## Page extract
While reactors were melting down in Japan and protestors were being shot in the street in Libya, I was complaining about sore feet as I walked around in the crystal bubble which is SXSW (More fully South by Southwest, but pronounced “South-by” whenever said aloud). This is what SXSW Interactive founder and resident Grumpy Old Man, SciFi writer Bruce Sterling, scolds us for every year: for four days, Austin becomes the capital of the internet, and we wander the yellow brick roads between panels about The Next Big Thing, gasping at the seductive gadget-and-app bestrewn world we glimpse through a gate whose margin fades forever and forever when we move.
But the best of SXSW for me is when the boiling chaos of revolution, climate change, natural and unnatural disasters, economic hardships, and all the things we’d like to change about the world get the attention of these hyper-smart and hyper-entrepreneurial people. This is where ideas like Kiva are born, where the concept of doing well by doing good is alive and well and good. When I talk to the Google folks and hear about their genuine commitment to do something about revolutionizing energy supply (Facebook, meh, not so much. Yet) and hear a panel by some of the brightest lights in the tech world who donated three days to helping a charity figure out how to improve their online performance: that gives me hope.

## Goals
1 – In the SXSW piece, how many days does Austin spend as the capital of the internet?
2 – List every world trouble the SXSW piece names in the sentence that begins "But the best of SXSW for me".
3 – Write the next paragraph of the SXSW piece, picking up after its last sentence.

## Recorded information

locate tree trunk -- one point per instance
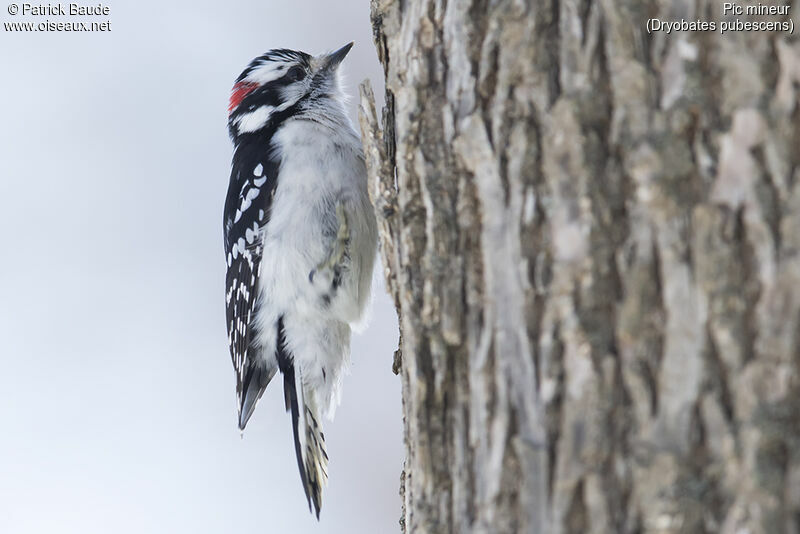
(592, 237)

## Outputs
1 – Four days.

2 –
- Revolution
- Climate change
- Natural and unnatural disasters
- Economic hardships

3 –
I found myself this year taking notes almost exclusively with Twitter. My pal @KarinaB of Oxfam is also an obsessional quote-catcher, and I feel like I saw twice more than the conference I attended when she and I were in different panels, following one another live transcriptions.
Two apps were standout newcomers that I really used this conference: Beluga, (recently bought by Facebook) which allowed a group of us to form a “pod” and keep tabs on where the good panels were, where to meet up for drinks, how to find each other. Absolutely great for coordinating a small group. The other was Hashable, which allows you to exchange business cards and make introductions via Twitter.
So. I met an Oscar winner.
I helped a rocket scientist from NASA out with his presentation.
I had dinner with the author of “The Pledge to Stop Complaining” who has a brilliant plan to build a “Kindness Map”:
A guy I shared a shuttle with struck up a conversation, and turned out to be son of a Greenpeacer who went on canoe trips with Greenpeace co-founder Bob Hunter back in the day.
I insulted a conservative for presuming he supported the Tea Party (and apologised in person).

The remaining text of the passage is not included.